Instructions to follow.
Copy out exactly each line from the line with "Expected: for every instance of the man's face" through the last line of the material below.
──────── Exercise materials
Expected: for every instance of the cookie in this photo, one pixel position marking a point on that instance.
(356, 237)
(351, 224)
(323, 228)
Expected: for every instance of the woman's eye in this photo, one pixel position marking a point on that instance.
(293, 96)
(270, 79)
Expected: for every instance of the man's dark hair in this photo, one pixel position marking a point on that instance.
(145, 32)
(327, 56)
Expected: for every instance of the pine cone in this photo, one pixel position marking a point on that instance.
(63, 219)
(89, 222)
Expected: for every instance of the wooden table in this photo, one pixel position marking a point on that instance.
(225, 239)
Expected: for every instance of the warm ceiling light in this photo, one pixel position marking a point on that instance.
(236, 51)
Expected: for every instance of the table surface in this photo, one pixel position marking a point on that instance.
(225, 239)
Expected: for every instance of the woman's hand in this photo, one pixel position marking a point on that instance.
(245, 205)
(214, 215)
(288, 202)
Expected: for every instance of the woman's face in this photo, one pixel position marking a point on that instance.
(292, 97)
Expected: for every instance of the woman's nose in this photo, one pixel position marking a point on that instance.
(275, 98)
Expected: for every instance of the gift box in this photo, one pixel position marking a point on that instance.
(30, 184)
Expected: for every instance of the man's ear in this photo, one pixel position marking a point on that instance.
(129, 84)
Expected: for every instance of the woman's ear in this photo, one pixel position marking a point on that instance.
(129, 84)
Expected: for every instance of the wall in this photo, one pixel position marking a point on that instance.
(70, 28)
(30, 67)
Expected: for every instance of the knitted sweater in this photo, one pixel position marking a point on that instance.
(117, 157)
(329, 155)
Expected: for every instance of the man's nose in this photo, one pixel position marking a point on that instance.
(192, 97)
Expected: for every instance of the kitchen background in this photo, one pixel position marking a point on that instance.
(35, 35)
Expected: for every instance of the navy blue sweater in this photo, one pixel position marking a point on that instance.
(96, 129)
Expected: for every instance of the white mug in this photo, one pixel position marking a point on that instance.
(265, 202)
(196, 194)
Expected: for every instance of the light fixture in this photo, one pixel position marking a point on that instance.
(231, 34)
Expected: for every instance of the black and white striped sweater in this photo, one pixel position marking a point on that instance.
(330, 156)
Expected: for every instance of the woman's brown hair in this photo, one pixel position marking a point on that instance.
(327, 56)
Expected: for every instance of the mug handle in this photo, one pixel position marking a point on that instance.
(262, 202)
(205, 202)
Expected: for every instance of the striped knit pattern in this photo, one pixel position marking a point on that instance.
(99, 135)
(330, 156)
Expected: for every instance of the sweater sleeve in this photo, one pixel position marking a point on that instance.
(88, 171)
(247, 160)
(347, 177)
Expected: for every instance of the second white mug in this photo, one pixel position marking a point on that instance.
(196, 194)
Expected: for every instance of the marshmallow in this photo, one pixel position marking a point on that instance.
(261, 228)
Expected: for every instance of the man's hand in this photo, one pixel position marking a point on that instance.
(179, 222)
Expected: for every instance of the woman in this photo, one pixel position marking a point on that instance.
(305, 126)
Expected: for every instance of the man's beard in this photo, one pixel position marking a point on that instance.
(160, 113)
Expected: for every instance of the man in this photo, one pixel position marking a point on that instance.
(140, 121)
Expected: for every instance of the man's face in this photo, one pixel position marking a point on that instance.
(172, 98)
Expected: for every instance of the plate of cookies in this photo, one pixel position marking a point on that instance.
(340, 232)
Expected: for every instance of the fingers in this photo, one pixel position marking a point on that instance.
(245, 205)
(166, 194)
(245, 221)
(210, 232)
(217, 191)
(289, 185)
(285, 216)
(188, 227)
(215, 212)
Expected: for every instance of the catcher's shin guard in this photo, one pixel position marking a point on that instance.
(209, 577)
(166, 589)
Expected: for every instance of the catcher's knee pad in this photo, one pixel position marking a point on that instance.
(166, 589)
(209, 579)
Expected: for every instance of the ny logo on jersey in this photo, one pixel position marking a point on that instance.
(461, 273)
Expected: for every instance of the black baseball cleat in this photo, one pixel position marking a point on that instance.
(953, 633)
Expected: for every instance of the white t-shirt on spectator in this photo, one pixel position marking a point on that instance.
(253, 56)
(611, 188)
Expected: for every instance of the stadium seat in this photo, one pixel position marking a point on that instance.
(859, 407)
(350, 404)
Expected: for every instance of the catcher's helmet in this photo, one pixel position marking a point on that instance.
────────────────
Output for this task.
Expected: for every instance of the man's face in this photo, one pixel position marking a point on that instance.
(172, 98)
Expected: for every instance of the plate of cookies in this photo, one pixel position marking a point on that instance.
(340, 232)
Expected: for every instance of the fingers in this photo, one pixel position marking a point on that instance.
(245, 205)
(166, 194)
(245, 221)
(210, 232)
(217, 191)
(289, 185)
(285, 216)
(188, 227)
(215, 212)
Expected: for every instance of the catcher's shin guard in this photo, one pixel position marking a point on that instance.
(209, 577)
(166, 589)
Expected: for every instance of the catcher's knee pad in this photo, one pixel position marking a point on that instance.
(166, 589)
(209, 579)
Expected: for every instance of the ny logo on jersey in this photo, one pixel position marking a point on that instance.
(461, 273)
Expected: for every instance of the black baseball cleat in this photo, one pixel position marking a point on that instance.
(953, 633)
Expected: for every instance of the white t-shirt on spectator in this photo, one pixel position marking a point on that instance.
(253, 56)
(611, 188)
Expected: for every instance of the stadium seat in this photo, one pixel position marking a point on that instance.
(859, 407)
(350, 404)
Expected: for every instance of the catcher's helmet in this photo, one pixel position marking a point on that instance.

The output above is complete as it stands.